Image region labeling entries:
┌──

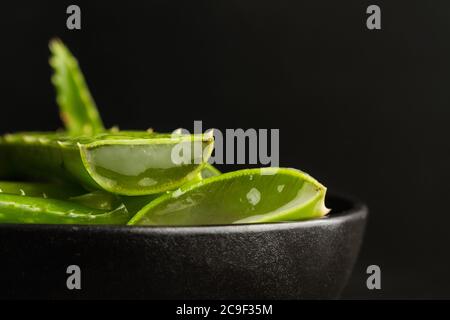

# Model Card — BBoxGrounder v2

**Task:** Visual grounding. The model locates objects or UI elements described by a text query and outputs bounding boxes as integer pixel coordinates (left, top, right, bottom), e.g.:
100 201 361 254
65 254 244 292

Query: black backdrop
0 0 450 298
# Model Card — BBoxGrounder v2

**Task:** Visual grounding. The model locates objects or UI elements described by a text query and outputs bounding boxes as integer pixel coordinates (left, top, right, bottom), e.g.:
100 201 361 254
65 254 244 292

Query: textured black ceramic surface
0 197 367 299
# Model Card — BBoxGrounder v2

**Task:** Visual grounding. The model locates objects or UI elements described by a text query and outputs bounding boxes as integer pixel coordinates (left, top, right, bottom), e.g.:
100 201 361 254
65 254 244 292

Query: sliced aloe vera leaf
0 181 85 199
128 168 329 225
49 40 104 135
201 163 222 179
0 193 130 224
0 131 214 196
67 190 122 210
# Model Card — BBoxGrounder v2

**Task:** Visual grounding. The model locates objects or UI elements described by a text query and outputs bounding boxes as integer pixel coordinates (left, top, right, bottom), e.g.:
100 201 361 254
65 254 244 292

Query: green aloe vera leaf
201 163 222 179
67 190 122 210
0 131 214 196
0 181 85 199
49 40 104 135
0 193 130 225
0 181 160 214
128 168 329 225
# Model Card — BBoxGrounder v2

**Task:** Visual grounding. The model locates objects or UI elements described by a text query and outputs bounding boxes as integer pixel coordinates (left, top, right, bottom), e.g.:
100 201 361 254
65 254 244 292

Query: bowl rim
0 193 368 234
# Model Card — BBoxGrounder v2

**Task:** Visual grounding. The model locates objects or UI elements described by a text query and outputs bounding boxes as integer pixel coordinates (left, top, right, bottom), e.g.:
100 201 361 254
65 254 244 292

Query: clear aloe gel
129 168 329 225
0 131 214 196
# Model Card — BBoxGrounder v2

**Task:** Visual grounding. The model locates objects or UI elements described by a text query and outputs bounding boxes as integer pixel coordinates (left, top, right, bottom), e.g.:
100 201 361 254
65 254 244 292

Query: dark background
0 0 450 298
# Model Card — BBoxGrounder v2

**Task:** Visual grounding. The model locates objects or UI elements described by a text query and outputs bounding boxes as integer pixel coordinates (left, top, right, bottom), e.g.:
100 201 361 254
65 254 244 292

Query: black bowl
0 192 367 299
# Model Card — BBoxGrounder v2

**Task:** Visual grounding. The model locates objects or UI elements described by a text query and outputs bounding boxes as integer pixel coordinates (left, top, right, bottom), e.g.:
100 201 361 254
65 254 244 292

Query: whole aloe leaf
49 40 104 135
0 181 85 199
0 193 130 224
128 168 329 225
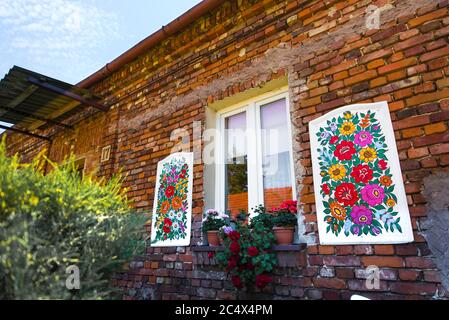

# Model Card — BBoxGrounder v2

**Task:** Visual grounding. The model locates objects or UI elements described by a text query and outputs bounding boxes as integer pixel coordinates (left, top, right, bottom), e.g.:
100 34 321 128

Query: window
215 92 296 217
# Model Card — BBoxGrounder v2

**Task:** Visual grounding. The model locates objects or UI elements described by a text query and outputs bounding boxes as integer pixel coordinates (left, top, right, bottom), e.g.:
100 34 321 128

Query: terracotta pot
273 227 295 245
207 230 220 247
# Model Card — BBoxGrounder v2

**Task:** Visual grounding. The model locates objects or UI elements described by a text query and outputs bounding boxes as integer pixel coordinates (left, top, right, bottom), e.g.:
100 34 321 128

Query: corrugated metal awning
0 66 107 138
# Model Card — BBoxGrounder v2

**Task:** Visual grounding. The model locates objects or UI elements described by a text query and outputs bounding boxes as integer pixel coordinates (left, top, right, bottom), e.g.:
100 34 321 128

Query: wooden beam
28 101 80 131
0 85 39 116
28 77 109 112
0 124 50 141
0 106 73 130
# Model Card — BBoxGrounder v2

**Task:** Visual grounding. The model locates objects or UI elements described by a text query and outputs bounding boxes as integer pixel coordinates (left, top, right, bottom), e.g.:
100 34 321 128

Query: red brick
408 8 447 28
393 115 430 130
419 46 449 62
406 88 449 106
390 282 436 294
429 143 449 155
405 257 435 269
362 256 404 268
313 278 346 289
399 269 421 281
408 147 429 159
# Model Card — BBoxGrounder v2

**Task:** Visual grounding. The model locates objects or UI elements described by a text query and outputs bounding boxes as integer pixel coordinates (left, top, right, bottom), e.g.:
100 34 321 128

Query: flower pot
273 227 295 245
207 230 220 247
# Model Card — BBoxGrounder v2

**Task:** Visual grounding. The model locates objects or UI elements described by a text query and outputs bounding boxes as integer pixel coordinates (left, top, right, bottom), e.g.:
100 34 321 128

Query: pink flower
351 206 373 225
379 160 388 170
354 131 373 147
360 184 385 207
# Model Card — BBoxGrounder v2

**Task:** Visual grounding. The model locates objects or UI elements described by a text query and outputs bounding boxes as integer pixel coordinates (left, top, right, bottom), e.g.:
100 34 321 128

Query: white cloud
0 0 119 80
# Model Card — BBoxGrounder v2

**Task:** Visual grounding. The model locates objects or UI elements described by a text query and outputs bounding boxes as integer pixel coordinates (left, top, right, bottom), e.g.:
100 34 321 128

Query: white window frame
215 87 297 217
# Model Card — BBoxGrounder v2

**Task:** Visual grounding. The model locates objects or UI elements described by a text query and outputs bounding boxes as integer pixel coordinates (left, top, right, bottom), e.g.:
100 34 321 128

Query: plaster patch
421 172 449 290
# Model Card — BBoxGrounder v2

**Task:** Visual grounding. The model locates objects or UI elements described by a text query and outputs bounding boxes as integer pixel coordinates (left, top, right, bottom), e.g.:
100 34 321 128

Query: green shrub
0 142 146 299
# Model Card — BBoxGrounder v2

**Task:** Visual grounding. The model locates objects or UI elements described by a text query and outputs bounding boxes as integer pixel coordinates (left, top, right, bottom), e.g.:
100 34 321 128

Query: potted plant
273 200 298 245
203 209 229 247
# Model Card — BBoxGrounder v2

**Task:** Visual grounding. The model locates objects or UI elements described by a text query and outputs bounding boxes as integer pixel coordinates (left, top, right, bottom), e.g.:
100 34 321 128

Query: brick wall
8 0 449 299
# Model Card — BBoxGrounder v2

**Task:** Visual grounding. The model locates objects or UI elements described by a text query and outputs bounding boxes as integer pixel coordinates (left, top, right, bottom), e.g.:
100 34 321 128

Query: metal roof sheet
0 66 106 139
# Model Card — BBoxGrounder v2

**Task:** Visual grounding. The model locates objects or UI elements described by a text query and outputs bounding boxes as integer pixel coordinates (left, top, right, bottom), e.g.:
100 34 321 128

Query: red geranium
378 160 388 170
229 241 240 254
256 274 273 289
228 230 240 241
335 183 359 207
351 164 373 183
165 186 175 198
248 247 259 257
273 200 298 213
334 141 356 161
321 183 331 194
228 256 239 270
231 276 243 289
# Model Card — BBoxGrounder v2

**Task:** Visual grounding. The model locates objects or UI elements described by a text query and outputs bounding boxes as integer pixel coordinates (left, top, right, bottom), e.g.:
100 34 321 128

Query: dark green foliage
0 139 146 299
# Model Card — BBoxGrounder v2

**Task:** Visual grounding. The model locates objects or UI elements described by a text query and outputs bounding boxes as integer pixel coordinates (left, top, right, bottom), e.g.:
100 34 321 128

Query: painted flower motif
329 136 340 144
379 176 393 187
321 183 331 194
387 198 396 208
351 164 373 183
161 201 170 214
343 219 352 233
328 164 346 181
354 131 373 147
330 122 338 132
165 186 175 199
338 121 355 136
152 157 190 243
335 183 359 207
321 131 331 139
172 197 182 210
377 159 388 170
334 141 356 161
316 111 402 237
329 202 346 221
359 147 377 163
374 141 385 149
360 184 385 207
343 111 352 120
351 206 373 225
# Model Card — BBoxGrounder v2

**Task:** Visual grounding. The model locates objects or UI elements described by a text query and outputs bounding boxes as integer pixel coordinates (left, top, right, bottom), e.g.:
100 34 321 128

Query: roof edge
77 0 226 89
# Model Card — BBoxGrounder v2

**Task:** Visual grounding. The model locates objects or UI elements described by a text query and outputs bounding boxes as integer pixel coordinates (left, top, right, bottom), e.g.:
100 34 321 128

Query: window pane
260 99 293 209
225 112 248 217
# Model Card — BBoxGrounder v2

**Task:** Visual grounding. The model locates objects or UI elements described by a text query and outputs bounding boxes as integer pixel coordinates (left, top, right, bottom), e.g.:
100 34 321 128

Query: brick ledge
191 243 307 252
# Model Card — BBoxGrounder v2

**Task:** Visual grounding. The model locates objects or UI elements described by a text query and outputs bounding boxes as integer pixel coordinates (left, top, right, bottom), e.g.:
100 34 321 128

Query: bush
0 142 146 299
214 208 277 291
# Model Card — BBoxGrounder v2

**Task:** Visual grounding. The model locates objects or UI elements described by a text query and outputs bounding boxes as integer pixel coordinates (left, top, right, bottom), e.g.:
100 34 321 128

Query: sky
0 0 201 133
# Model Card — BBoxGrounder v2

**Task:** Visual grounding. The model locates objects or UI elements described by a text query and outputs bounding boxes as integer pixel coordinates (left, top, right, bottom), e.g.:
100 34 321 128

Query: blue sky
0 0 201 133
0 0 200 83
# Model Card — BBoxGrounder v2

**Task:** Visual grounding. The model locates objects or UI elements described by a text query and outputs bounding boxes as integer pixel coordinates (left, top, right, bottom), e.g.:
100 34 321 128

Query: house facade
7 0 449 299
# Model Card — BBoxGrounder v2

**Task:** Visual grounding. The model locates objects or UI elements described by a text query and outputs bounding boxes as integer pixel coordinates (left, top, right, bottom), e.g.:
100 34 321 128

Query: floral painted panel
151 153 193 247
309 102 413 244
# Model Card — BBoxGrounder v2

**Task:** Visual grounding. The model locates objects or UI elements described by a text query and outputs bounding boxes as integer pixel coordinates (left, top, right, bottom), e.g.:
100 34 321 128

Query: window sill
191 243 307 252
191 243 307 269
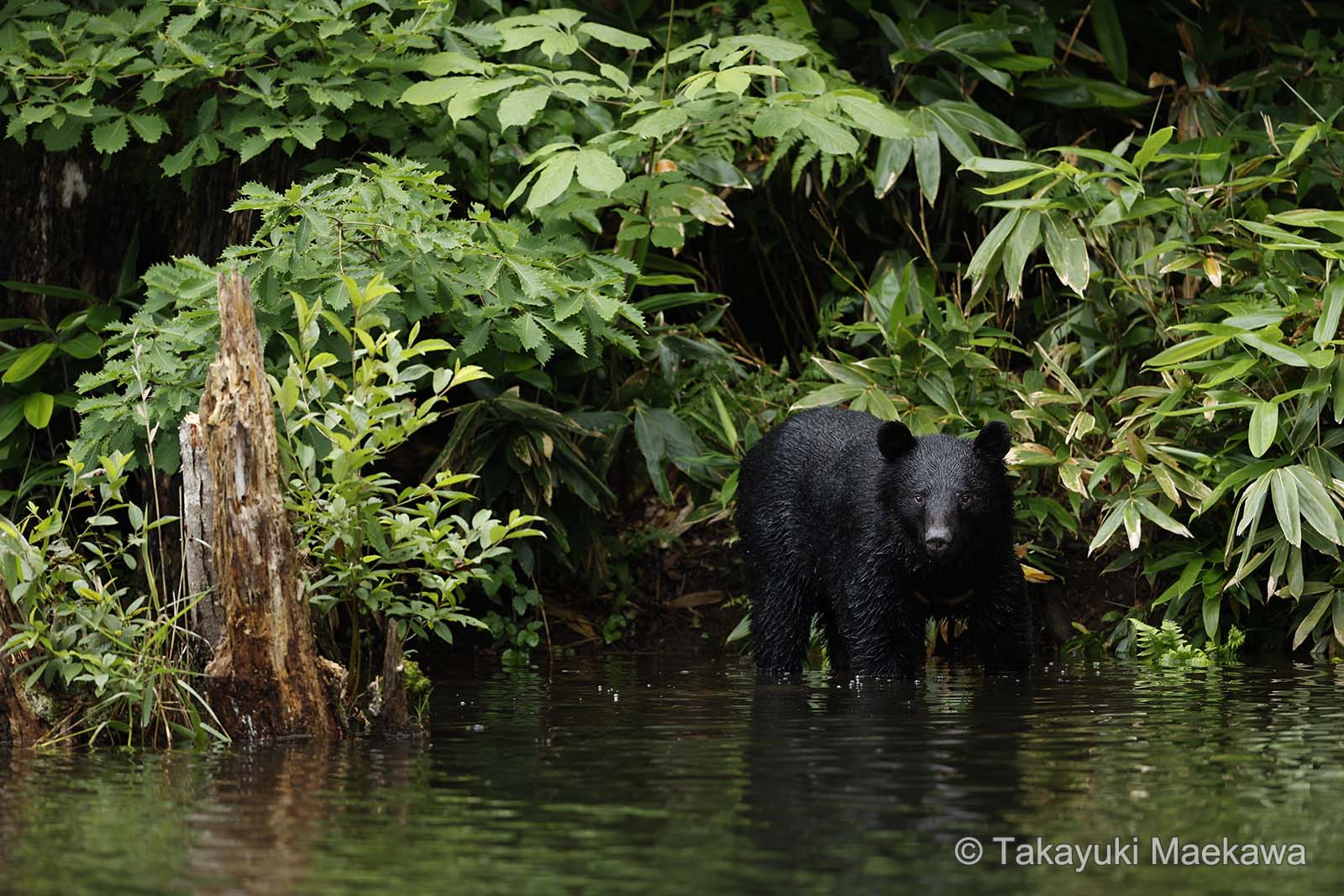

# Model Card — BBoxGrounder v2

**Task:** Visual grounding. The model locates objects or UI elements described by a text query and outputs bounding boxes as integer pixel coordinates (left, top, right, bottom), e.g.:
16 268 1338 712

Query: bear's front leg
849 599 929 679
966 556 1037 673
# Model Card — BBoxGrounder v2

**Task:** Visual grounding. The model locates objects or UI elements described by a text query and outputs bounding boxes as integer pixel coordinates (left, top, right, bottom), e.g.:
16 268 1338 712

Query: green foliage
1129 619 1246 668
10 0 1344 668
273 275 540 683
72 159 643 471
0 454 228 746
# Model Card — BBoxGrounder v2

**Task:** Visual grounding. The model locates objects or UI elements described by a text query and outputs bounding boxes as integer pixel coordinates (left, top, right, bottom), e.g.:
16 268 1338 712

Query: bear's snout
925 527 952 556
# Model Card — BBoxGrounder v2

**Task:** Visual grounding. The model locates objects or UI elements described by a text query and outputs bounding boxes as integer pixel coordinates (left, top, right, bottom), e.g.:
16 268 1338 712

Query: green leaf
575 149 625 193
1286 464 1344 544
513 313 546 351
58 331 102 361
1331 354 1344 423
872 139 916 199
578 22 654 50
1134 498 1194 538
798 109 858 156
914 133 941 202
499 85 551 128
92 117 130 156
527 152 578 211
238 133 276 161
1236 333 1310 367
1004 211 1042 298
751 103 802 139
1134 125 1176 170
1293 591 1335 650
1204 590 1223 641
1093 0 1129 83
627 107 687 139
789 383 865 411
840 94 918 139
0 343 56 383
1331 591 1344 643
23 392 56 430
1312 275 1344 345
1087 501 1127 556
1144 336 1231 367
401 76 481 106
1248 401 1278 457
966 208 1021 284
1042 211 1091 296
126 113 168 144
1268 470 1302 548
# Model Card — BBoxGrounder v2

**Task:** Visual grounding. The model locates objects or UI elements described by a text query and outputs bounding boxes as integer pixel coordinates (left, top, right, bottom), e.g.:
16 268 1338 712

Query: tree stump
0 585 47 744
177 414 224 670
200 270 336 740
374 618 421 737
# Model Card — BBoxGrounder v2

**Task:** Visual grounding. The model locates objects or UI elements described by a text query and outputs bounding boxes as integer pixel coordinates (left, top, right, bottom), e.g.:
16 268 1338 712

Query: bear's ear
976 421 1012 461
878 421 916 461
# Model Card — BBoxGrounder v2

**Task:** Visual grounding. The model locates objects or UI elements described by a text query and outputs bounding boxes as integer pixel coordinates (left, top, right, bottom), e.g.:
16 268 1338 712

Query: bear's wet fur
737 408 1035 677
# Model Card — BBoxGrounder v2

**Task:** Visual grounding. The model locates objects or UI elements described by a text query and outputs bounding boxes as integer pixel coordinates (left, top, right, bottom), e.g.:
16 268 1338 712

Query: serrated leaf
401 76 480 106
499 85 551 128
513 313 546 351
578 22 654 50
798 109 858 156
627 107 687 139
238 133 274 161
92 118 130 156
23 392 56 430
0 343 56 383
1293 591 1335 650
526 152 578 211
575 148 625 193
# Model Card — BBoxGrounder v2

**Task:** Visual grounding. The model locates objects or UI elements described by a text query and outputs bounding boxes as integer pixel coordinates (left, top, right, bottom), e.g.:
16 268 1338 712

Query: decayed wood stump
374 619 421 737
0 584 47 744
177 414 224 670
200 270 336 740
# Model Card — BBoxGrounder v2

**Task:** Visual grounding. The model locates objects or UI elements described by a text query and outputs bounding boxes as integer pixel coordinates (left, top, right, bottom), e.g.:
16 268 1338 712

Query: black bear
737 408 1035 677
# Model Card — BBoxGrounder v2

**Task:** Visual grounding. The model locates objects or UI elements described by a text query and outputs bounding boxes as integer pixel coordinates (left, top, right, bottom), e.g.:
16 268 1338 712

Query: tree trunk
375 619 419 737
0 585 47 744
177 414 224 670
200 270 336 740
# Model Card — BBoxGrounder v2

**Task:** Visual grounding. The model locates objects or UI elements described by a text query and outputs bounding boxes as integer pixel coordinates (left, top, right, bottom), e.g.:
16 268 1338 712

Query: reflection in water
0 658 1344 896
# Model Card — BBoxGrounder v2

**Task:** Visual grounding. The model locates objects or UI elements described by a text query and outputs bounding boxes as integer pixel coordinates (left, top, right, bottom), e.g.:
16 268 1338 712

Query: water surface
0 657 1344 896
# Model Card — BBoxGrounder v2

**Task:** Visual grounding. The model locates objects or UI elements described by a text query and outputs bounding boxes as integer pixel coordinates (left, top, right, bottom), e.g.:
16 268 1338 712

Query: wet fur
737 408 1035 677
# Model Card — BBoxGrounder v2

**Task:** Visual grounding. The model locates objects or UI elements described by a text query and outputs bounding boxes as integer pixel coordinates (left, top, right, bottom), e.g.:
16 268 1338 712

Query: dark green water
0 658 1344 896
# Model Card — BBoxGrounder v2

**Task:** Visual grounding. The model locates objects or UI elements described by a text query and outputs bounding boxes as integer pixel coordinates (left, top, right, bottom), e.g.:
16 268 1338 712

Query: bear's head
878 421 1012 564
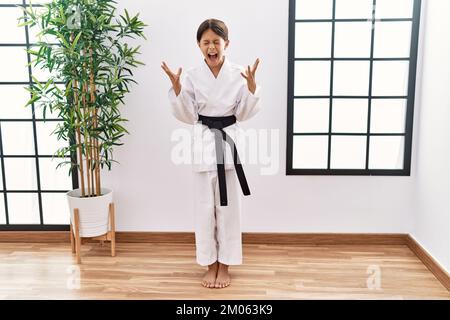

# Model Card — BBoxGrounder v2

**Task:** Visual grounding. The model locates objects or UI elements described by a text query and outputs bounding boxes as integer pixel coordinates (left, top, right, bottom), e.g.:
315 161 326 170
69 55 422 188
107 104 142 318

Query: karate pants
194 169 242 266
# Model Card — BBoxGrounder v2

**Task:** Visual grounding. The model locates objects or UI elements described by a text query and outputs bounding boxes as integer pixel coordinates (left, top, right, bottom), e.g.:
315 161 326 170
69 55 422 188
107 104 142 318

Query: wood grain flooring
0 243 450 300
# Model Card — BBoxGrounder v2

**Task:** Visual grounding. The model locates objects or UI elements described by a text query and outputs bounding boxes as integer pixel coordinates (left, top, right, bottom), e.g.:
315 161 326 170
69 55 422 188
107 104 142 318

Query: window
286 0 421 176
0 0 77 230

└──

GIVEN PROBLEM:
Pull out everything from the start of the entries down to the line containing "0 193 368 234", copying each line word for word. Leave the pictures out of your answer.

REPLY TO THE EXERCISE:
# Model Card — BBoxGrounder v2

**Task:** Visual grounding. The model locates objects or UI elements described by a text query and outputs bounding boxes as integer pixel coordinates (left, top, right, bottom), e.g.:
100 201 361 254
65 254 244 292

Query: black backdrop
0 0 450 298
# Model Card — BBoxGrounder v2

**Task:** Visual grounding. The model locates objects or UI elements described by a text query and outputs bounding boxes as integer pixel coordinates (left, top, right, bottom), e.g.:
100 201 361 254
65 254 244 292

Query: textured black ceramic surface
0 197 367 299
# Model Card — BBoxGrounder v2

**Task:** Visual grounding. The model locates objects or UI elements described by a text query and outputs bounding boxes as integer pixel coordinates (left, top, right, bottom), e.g.:
100 201 361 254
65 254 244 292

Query: sliced aloe vera leaf
0 181 85 199
128 168 329 225
49 40 104 135
201 163 222 179
0 193 130 224
0 131 214 196
67 190 122 210
# Model Card — BBoxGrounder v2

**Task:** Visual grounding. The model locates objects or UI elements described by a text query and outputs bounding boxes as integer pixel coordinates (left, top, right, bottom), e.g.:
100 201 361 254
65 254 244 292

Query: green aloe vera leaf
201 163 222 179
67 190 122 210
0 131 214 196
0 181 85 199
49 40 104 135
0 193 130 225
0 181 160 214
128 168 329 225
# Model Card — BBoxGrounder v2

**Task:** Visual grounding. The model locates objects or UI elements described by a text query and outputs bounding boxes as integer pixel coordinates (left, top, right, bottom), e.g.:
100 201 361 254
65 254 244 292

Query: bowl rim
0 193 368 234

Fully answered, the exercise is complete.